* PROBLEM STATEMENT: Each line below with the word "cloud" needs to be copied.
== Segment start ==
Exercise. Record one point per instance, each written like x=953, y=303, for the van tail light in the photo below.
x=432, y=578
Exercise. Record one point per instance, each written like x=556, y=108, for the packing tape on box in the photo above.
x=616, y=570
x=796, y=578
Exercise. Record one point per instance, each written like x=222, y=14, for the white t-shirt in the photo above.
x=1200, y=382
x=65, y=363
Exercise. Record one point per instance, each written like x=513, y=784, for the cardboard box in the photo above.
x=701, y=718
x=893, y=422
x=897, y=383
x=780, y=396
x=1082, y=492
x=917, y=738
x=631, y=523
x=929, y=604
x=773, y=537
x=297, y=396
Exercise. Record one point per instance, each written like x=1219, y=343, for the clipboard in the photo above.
== Segment end ==
== Segment start ==
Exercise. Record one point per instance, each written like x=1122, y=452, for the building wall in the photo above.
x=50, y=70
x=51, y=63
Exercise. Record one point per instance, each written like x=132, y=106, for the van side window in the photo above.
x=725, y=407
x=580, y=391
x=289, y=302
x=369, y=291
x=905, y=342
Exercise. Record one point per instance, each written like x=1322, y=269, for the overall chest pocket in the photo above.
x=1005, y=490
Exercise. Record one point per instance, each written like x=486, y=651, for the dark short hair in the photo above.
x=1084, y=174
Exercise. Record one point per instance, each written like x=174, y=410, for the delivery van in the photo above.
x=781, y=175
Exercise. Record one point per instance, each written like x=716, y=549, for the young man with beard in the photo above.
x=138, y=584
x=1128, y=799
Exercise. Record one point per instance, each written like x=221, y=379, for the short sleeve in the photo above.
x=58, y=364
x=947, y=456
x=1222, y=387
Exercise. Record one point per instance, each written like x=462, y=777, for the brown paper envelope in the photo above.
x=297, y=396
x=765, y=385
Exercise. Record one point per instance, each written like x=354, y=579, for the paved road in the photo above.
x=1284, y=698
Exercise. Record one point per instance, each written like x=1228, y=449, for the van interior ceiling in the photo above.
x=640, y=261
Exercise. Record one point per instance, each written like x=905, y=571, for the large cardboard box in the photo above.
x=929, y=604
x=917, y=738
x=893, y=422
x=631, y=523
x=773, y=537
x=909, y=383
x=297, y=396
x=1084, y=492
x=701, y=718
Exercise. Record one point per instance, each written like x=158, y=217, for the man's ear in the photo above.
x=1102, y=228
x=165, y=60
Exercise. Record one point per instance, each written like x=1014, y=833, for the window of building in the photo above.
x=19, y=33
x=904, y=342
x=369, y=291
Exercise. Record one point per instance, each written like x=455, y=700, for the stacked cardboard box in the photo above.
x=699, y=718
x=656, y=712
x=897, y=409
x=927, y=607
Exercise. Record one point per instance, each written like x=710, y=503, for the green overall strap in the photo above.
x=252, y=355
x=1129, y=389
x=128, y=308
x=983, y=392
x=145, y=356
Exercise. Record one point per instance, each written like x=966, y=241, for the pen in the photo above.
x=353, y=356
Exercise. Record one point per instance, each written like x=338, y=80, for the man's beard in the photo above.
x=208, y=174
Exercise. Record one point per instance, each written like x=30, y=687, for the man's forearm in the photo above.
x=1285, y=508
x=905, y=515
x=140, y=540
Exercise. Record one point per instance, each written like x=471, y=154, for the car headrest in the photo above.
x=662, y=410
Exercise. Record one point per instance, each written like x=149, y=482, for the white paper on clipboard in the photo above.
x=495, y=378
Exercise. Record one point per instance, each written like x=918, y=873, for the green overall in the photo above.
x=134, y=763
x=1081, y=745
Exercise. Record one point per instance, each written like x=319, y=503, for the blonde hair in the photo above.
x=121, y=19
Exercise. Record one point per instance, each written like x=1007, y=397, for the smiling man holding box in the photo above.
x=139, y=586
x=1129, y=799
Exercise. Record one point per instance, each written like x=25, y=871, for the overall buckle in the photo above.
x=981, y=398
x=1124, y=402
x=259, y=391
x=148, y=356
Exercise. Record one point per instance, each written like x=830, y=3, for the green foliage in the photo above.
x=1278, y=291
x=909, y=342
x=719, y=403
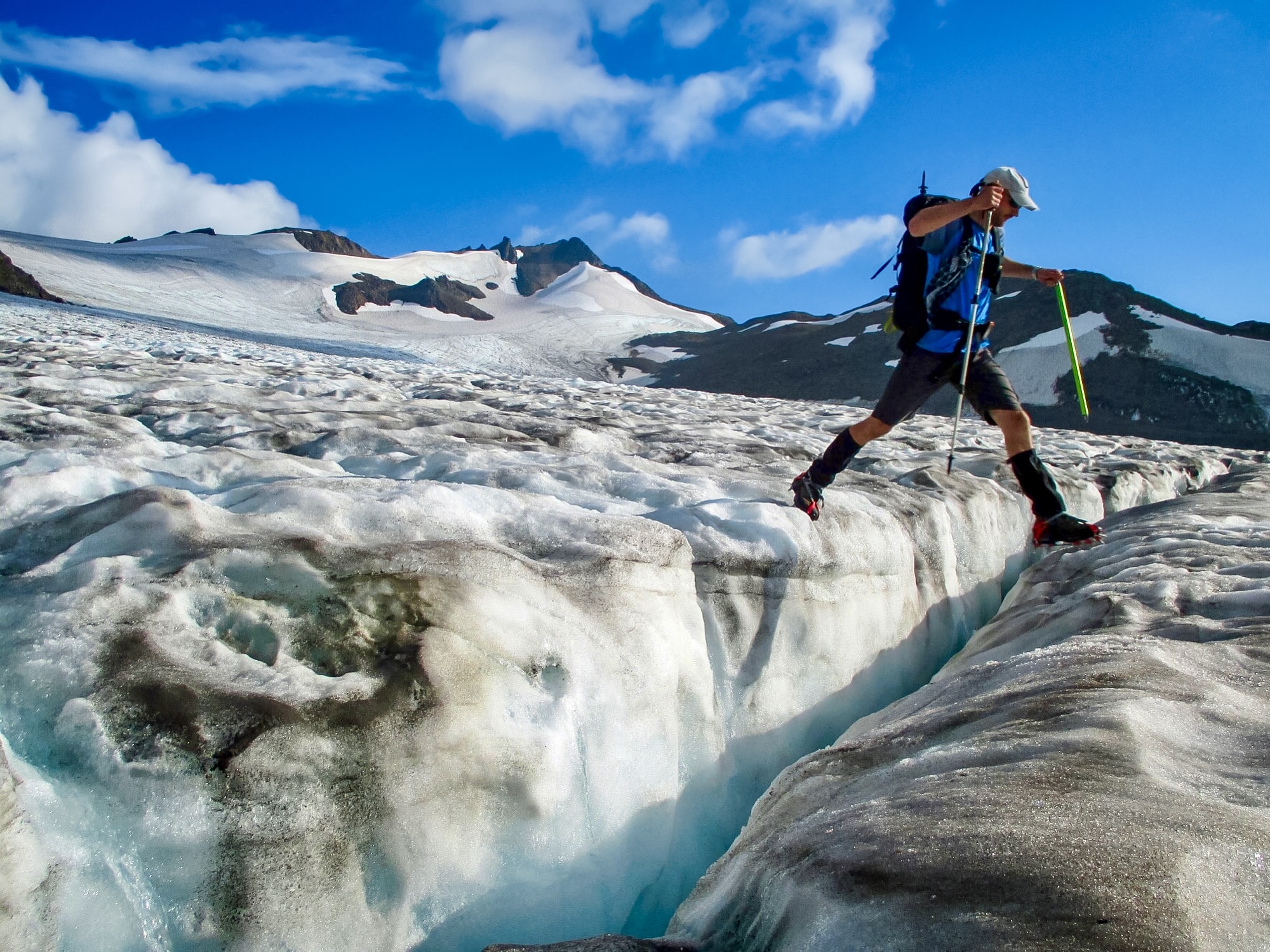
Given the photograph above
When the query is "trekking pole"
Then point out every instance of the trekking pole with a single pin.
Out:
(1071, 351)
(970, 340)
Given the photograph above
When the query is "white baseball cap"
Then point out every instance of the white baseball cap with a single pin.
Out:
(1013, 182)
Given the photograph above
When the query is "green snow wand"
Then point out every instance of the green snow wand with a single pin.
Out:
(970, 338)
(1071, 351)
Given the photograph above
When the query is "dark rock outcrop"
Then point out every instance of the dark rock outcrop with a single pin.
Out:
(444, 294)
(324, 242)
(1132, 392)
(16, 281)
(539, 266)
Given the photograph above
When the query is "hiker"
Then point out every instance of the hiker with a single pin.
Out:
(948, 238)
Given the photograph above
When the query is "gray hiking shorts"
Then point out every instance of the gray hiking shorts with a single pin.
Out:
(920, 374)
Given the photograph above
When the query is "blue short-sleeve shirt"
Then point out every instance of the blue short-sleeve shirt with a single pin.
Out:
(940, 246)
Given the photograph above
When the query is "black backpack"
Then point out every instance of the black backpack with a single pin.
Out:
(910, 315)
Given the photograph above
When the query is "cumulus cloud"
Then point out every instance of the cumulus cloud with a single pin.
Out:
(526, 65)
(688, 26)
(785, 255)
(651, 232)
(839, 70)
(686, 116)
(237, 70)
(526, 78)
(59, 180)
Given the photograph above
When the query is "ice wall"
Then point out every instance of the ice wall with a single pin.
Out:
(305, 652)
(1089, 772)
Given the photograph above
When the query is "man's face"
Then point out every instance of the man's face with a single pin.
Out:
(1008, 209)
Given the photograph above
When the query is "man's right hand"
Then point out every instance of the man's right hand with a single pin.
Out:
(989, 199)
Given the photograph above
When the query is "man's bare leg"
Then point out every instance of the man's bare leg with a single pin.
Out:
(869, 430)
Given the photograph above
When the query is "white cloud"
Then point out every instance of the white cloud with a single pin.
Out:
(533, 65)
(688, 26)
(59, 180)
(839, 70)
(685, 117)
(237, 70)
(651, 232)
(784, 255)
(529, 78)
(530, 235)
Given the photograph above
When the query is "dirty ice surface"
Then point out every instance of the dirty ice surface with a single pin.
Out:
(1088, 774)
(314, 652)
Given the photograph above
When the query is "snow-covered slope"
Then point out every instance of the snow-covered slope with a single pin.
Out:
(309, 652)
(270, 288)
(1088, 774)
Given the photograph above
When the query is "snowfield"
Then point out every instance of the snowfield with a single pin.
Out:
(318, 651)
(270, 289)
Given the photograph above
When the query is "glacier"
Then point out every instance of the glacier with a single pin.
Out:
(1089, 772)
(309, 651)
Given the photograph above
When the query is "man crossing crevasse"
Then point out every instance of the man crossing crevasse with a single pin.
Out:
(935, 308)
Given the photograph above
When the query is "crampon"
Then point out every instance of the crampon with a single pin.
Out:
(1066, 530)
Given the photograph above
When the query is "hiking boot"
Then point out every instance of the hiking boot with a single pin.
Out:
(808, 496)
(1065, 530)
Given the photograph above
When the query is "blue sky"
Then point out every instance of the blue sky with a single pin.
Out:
== Segment end ==
* ANSWER TO THIS EXERCISE:
When the query is "cumulus cloud"
Then point out every instance of the cumulus cloud with a single pin.
When the query is "white cloud"
Then point out every instance of the white cloud with a single pin.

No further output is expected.